------ TEXTE DONNÉ ------

Qu’est-ce qui nous fait bouger, avancer ? Non d’un point de vue physique ou géographique, mais sur le plan personnel, psychologique, spirituel. Si l’on faisait un brainstorming autour de cette question, j’ose parier que les réponses tourneraient autour des mots suivants : les rencontres, les événements, heureux et même douloureux, les expériences, bref la vie dans ses aléas et ses méandres. C’est ce qui arrive aux acteurs de l’Évangile de ce jour.
Jésus tout d’abord. Il apprend l’arrestation de Jean, le Baptiste. Il l’apprend d’avoir écouté les rumeurs du monde. Le verbe a ces deux résonances d’écouter et d’apprendre et ouvre à lui seul à une manière d’être : lorsqu’on écoute, on apprend. On apprend des autres, on apprend de la vie, on apprend sur soi. Jésus aussi apprend. Combien de fois le fait d’écouter ne le retourne-t-il pas, ne le fait-il pas avancer dans la conscience de sa mission ?

------ DONNÉES FOURNIES ------

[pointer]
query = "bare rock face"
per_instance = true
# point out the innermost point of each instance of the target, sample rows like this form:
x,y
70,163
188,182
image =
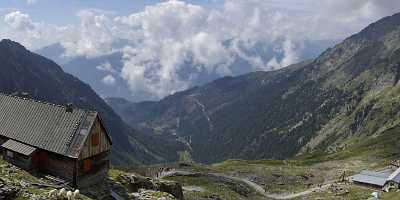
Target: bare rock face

------

→ **CONSIGNES**:
1 – Recopiez tel quel le passage du texte donné qui commence aux mots « Jésus tout d’abord. » et qui s'arrête après « sa mission ? ».
2 – Dans le texte donné, quelle nouvelle Jésus apprend-il au sujet de Jean ?

→ **RÉSULTATS**:
1 –
Jésus tout d’abord. Il apprend l’arrestation de Jean, le Baptiste. Il l’apprend d’avoir écouté les rumeurs du monde. Le verbe a ces deux résonances d’écouter et d’apprendre et ouvre à lui seul à une manière d’être : lorsqu’on écoute, on apprend. On apprend des autres, on apprend de la vie, on apprend sur soi. Jésus aussi apprend. Combien de fois le fait d’écouter ne le retourne-t-il pas, ne le fait-il pas avancer dans la conscience de sa mission ?

2 – Il apprend l'arrestation de Jean, le Baptiste.